Task description =
What lines below include the string "detect"? Pick them out and copy them.

Information shown =
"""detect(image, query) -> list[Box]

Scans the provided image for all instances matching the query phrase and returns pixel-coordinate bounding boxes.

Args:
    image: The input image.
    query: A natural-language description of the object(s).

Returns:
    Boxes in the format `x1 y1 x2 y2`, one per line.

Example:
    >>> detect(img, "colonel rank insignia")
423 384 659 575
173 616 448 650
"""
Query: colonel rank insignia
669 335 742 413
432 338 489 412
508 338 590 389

Result of the task =
"""detect(image, query) -> list[Box]
    >>> detect(img, "colonel rank insignia")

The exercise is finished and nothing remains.